__Given records__.
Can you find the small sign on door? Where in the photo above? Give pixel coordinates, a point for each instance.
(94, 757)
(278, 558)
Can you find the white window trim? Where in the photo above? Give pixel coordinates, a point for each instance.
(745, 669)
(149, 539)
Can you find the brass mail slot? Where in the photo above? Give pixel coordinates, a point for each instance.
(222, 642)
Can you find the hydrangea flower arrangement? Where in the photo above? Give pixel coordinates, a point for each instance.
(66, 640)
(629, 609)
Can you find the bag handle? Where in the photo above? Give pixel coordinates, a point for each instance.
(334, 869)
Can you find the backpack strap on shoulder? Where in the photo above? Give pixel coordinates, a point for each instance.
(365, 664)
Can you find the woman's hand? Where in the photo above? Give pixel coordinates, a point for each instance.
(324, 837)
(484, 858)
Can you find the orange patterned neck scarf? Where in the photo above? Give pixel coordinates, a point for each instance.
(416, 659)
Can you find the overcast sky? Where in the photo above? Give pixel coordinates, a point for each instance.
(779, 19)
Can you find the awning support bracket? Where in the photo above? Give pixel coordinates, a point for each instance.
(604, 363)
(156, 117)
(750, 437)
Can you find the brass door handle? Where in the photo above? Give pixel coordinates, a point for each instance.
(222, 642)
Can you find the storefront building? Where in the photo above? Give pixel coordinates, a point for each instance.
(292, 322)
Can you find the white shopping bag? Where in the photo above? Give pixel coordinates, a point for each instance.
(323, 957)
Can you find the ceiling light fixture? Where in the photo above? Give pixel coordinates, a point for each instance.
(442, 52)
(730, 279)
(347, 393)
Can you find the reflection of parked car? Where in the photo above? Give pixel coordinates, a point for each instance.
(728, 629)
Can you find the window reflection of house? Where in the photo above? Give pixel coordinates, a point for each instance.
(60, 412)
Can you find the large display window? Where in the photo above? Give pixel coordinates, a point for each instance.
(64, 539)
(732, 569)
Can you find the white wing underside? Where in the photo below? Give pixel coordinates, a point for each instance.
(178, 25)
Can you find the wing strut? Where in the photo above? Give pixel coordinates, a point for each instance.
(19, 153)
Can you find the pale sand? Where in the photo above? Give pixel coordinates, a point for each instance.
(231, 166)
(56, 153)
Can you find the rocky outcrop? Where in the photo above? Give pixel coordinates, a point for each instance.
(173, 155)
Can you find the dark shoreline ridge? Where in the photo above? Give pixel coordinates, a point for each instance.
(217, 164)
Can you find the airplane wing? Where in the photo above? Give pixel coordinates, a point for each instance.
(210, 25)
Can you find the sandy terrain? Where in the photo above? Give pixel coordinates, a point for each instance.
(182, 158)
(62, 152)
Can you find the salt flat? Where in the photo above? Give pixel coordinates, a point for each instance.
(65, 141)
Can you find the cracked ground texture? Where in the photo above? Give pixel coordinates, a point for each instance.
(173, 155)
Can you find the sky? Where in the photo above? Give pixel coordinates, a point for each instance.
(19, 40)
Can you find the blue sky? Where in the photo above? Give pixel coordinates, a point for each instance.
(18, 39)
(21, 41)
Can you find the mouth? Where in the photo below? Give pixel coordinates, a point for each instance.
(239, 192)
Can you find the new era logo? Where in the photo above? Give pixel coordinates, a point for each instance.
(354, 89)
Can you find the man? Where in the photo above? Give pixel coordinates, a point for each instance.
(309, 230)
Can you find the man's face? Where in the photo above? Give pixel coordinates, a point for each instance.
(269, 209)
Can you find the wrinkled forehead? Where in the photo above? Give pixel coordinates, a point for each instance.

__Exercise details__. Word for word, repeat every line of the data.

__Exercise solution__.
Can you find the small sign on door? Where in the photo above? Give pixel coordinates, a point for each instance.
(94, 757)
(278, 558)
Can you find the white window trim? Where in the photo above? Give pixel coordinates, a point for each instance.
(745, 669)
(149, 539)
Can you find the brass mail slot? Where in the photo above? Give pixel coordinates, a point for each instance.
(222, 642)
Can you find the hydrangea flower arrangement? Where in the photo above? Give pixel coordinates, a point for each instance.
(66, 640)
(629, 609)
Can you find the bag handle? Where in the photo above? Give pixel coordinates, a point for each instance.
(334, 869)
Can you find the backpack strap on shoulder? Where in the photo above? Give pixel coordinates, a point for each instance.
(365, 664)
Can you find the woman's hand? Where in the photo above? Give pixel coordinates, a point for each instance.
(324, 837)
(484, 858)
Can you find the orange patterned neck scarf? Where in the photo above? Give pixel coordinates, a point for each instance.
(416, 659)
Can you find the overcast sky? Where in the photo above? Give pixel coordinates, a point for each instance.
(779, 19)
Can you find the awning support bracket? Where in the photo above? Give pixel coordinates, a point for each instance.
(604, 363)
(156, 117)
(750, 437)
Can you find the brass door handle? Where in the photo above? Give pixel coordinates, a point for each instance.
(222, 642)
Can you find the storefront building? Where in the photo above? Give pixel coordinates, a point for each instance.
(292, 322)
Can you find the white shopping bag? Where in the photo above? Give pixel coordinates, a point for each instance.
(323, 957)
Can you find the ceiling light fixture? Where in the photo above? Give pixel coordinates, a point for each instance.
(442, 52)
(730, 279)
(347, 393)
Can you find the reflection of parked car? Where in the photo above? Give pixel coordinates, a point for each instance.
(728, 629)
Can you find the window reflection of house? Where in the photo above? Give pixel coordinates, a point for each instance.
(60, 412)
Can you find the large display window? Where in the photo above? Give pixel coordinates, a point for each instance.
(64, 539)
(732, 569)
Can you find the white wing underside? Where in the photo below? Give pixel coordinates, a point for each instance.
(178, 25)
Can you find the wing strut? Where in the photo above? Give pixel coordinates, a point for each instance.
(19, 153)
Can you find the pale sand? Where in the photo above? Give pixel coordinates, a point for each instance.
(231, 166)
(56, 153)
Can you find the rocky outcrop? Where in the photo above? Give pixel coordinates, a point for each instance.
(173, 155)
Can you find the dark shoreline ridge? Where in the photo above? Give pixel coordinates, a point for each instance.
(217, 164)
Can you find the airplane wing? Where in the photo above? Give pixel coordinates, a point for each instance.
(210, 25)
Can you find the sandy terrain? Where in the photo above? Give pixel coordinates, a point for each instance.
(182, 158)
(62, 152)
Can you find the salt flat? Where in the photo above? Give pixel coordinates, a point for each instance.
(65, 141)
Can you find the cracked ground texture? Where in the photo above? Give pixel coordinates, a point for each instance.
(173, 155)
Can you find the sky? Where in the photo above? Give pixel coordinates, a point for each instance.
(19, 40)
Can you find the blue sky? Where in the photo above? Give pixel coordinates, a point for each instance.
(18, 39)
(21, 41)
Can you find the mouth? Where in the photo below? Give pixel coordinates, a point for each instance.
(239, 192)
Can you find the new era logo? Where in the photo above? Give pixel coordinates, a point for each instance.
(354, 89)
Can you find the man? Where in the photo above? Give pixel coordinates, a point for each instance.
(309, 230)
Can you find the man's face? Where in the photo above? Give pixel coordinates, a point for each instance.
(269, 209)
Can you find the wrinkled forehead? Where in the photo above? Give pixel coordinates, a point for each instance.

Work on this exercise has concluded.